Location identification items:
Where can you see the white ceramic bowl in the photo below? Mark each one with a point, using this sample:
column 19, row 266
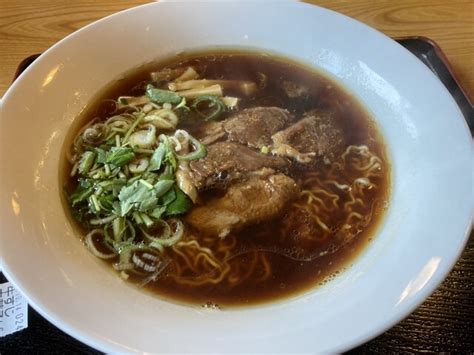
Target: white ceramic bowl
column 423, row 232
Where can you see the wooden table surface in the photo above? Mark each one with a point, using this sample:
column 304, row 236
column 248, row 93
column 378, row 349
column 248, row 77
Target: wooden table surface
column 28, row 27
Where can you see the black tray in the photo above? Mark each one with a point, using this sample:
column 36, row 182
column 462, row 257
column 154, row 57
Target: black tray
column 443, row 323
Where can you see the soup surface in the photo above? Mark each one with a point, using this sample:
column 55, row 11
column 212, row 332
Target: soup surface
column 227, row 178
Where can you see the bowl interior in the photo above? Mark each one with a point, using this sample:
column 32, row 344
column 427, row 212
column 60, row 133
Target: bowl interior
column 428, row 142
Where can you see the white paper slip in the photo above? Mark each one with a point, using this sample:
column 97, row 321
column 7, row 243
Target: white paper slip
column 13, row 310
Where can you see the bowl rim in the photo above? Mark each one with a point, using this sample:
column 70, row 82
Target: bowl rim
column 87, row 339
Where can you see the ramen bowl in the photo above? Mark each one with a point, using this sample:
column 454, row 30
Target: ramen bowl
column 422, row 234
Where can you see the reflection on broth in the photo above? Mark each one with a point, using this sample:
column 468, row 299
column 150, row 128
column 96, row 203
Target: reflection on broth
column 226, row 178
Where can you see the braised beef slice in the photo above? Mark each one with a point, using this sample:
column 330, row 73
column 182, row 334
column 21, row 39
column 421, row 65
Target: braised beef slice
column 227, row 161
column 245, row 203
column 253, row 126
column 313, row 137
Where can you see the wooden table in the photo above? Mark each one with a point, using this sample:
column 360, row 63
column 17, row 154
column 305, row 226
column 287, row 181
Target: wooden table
column 28, row 27
column 445, row 320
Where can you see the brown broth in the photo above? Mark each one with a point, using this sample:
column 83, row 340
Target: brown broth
column 289, row 277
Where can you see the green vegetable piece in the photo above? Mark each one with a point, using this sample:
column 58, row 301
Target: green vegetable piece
column 157, row 158
column 162, row 96
column 162, row 186
column 180, row 205
column 158, row 212
column 86, row 162
column 119, row 156
column 137, row 196
column 210, row 107
column 101, row 155
column 168, row 197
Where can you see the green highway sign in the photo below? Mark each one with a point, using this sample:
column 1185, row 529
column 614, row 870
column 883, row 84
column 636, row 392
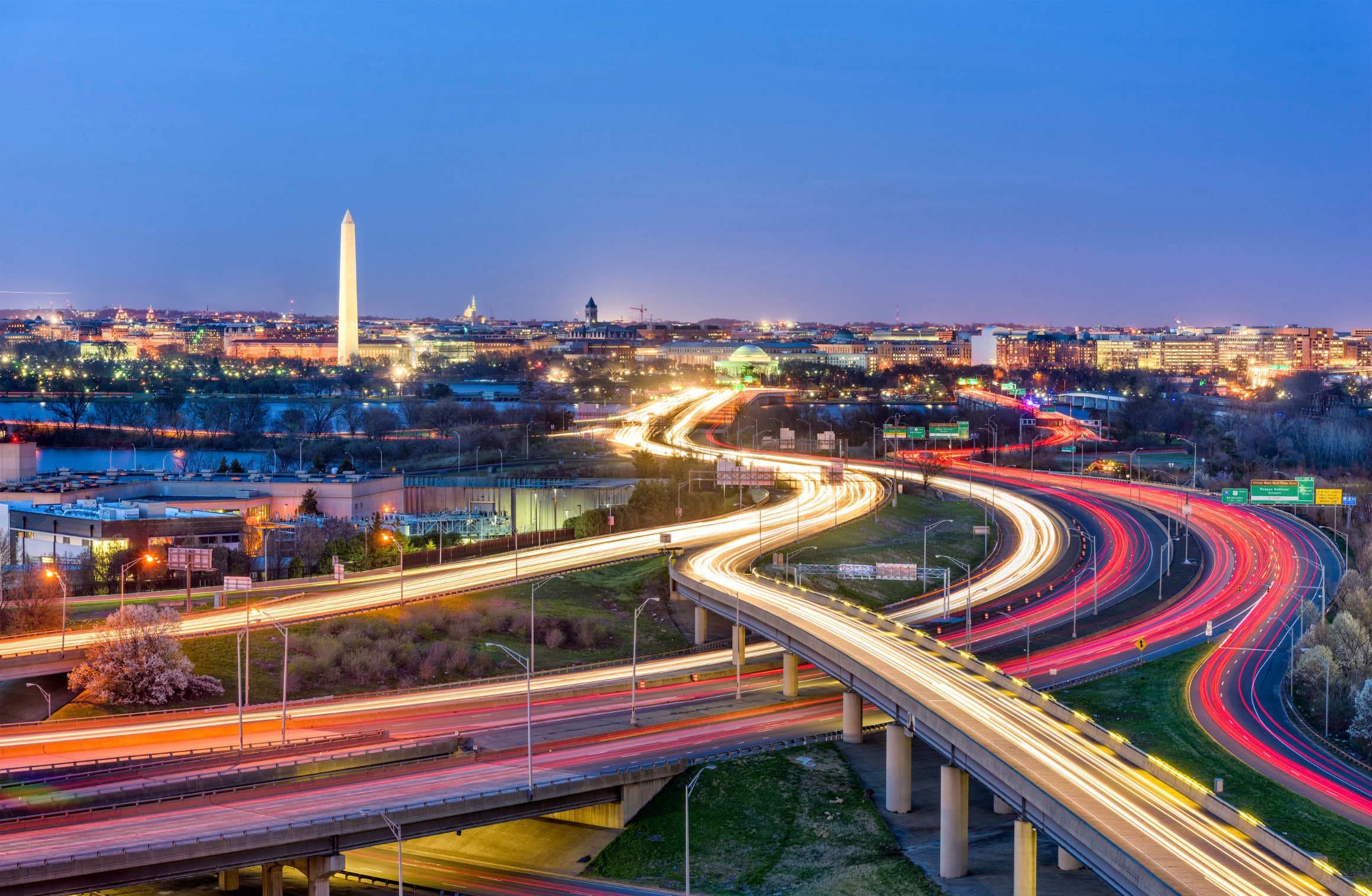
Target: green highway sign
column 961, row 430
column 1300, row 490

| Prompt |
Reproduce the items from the line containing "Where can you see the green vegetable" through the final line of the items above, both ends included. Omit the pictures.

| Exercise result |
Where can you see the green vegetable piece in the photo above? Mark each one with a point, using this sample:
column 58, row 301
Target: green vegetable piece
column 157, row 158
column 162, row 96
column 162, row 186
column 180, row 205
column 158, row 212
column 86, row 162
column 119, row 156
column 137, row 196
column 210, row 107
column 101, row 155
column 168, row 197
Where can you see the green highway sign in the photo below? Mark each one with a point, using this sample:
column 1185, row 529
column 614, row 870
column 883, row 84
column 636, row 392
Target: green highway sign
column 961, row 430
column 1300, row 490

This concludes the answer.